══ EXTRACT
UNITED STATES DISTRICT COURT EASTERN DISTRICT OF CALIFORNIA
Feb 27, 2020
Case No.: 1:17-cv-00013-DAD-SKO (HC) (E.D. Cal. Feb. 27, 2020)

Opinion

Case No.: 1:17-cv-00013-DAD-SKO (HC)

02-27-2020

GREGORY EUGENE BISEL, Petitioner, v. RAY FISHER, JR., et al., Respondents.


FINDINGS AND RECOMMENDATIONS TO GRANT IN PART AND DENY IN PART RESPONDENT'S MOTION TO DISMISS
[Doc. 42] [TWENTY-ONE DAY OBJECTION PERIOD]

Petitioner is a state prisoner proceeding pro se and in forma pauperis with a petition for writ of habeas corpus pursuant to 28 U.S.C. § 2254.

Petitioner filed his petition in this Court on December 16, 2016, along with a motion for stay and abeyance. (Docs. 1, 2.) On January 13, 2017, the Court directed Petitioner to supplement his motion for stay. (Doc. 10.) Petitioner filed a supplemental declaration listing his unexhausted grounds on January 24, 2017. (Doc. 12.) On January 30, 2017, the undersigned granted the motion for stay and abeyance pending exhaustion of those unexhausted claims. (Doc. 13.) Subsequently, Petitioner returned to state court and exhausted his claims.

Although the petition was filed in this Court on December 21, 2016, the petition was dated December 16, 2016. Pursuant to the mailbox rule, a pro se habeas petitioner's pleading is deemed filed on the date of its submission to prison authorities for mailing, as opposed to the date of its receipt by the court clerk. Houston v. Lack, 487 U.S. 266, 276 (1988). Therefore, the Court deems the petition filed on December 16, 2016, the date Petitioner presumably handed his petition to prison authorities for mailing.

On July 12, 2019, Petitioner advised the Court that he had exhausted his claims and moved to lift the stay. (Doc. 28.) He also lodged a First Amended Petition. (Doc. 30.) On September 20, 2019, the Court granted the motion to lift the stay and directed the Clerk of Court to file the amended petition. (Doc. 32.) The Court then directed Respondent to file a response to the petition. (Doc. 33.) On December 19, 2019, Respondent filed a motion to dismiss claims 1, 2, 5, and 6 as untimely, and claim 4 as unexhausted and untimely. (Doc. 42.) On February 6, 2020, Petitioner filed an opposition to the motion. (Doc. 48.)
════
TASKS TO PERFORM:
1) From the court opinion above, please list every claim that Respondent's motion to dismiss targets, along with the ground stated for each.
2) Write the next part of the court opinion, beginning right after its final sentence.
══ RAW DATA
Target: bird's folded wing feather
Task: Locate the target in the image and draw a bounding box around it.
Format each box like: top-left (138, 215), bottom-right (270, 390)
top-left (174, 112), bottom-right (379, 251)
════
ANSWERS BELOW:
1)
Claim 1: untimely
Claim 2: untimely
Claim 4: unexhausted and untimely
Claim 5: untimely
Claim 6: untimely

2)
Pursuant to the mailbox rule, Petitioner's motion and amended petition are deemed filed on the date he signed the documents and presumably handed them to prison authorities for mailing.

DISCUSSION

I. Procedural Grounds for Motion to Dismiss

Rule 4 of the Rules Governing Section 2254 Cases allows a district court to dismiss a petition if it "plainly appears from the petition and any attached exhibits that the petitioner is not entitled to relief in the district court . . . ." Rule 4 of the Rules Governing Section 2254 Cases.

The Ninth Circuit has allowed respondents to file a motion to dismiss in lieu of an answer if the motion attacks the pleadings for failing to exhaust state remedies or being in violation of the state's procedural rules. See, e.g., O'Bremski v. Maass, 915 F.2d 418, 420 (9th Cir. 1990) (using Rule 4 to evaluate motion to dismiss petition for failure to exhaust state remedies); White v. Lewis, 874 F.2d 599, 602-03 (9th Cir. 1989) (using Rule 4 as procedural grounds to review motion to dismiss for state procedural default). Thus, a respondent can file a motion to dismiss after the court orders a response, and the court should use Rule 4 standards to review the motion.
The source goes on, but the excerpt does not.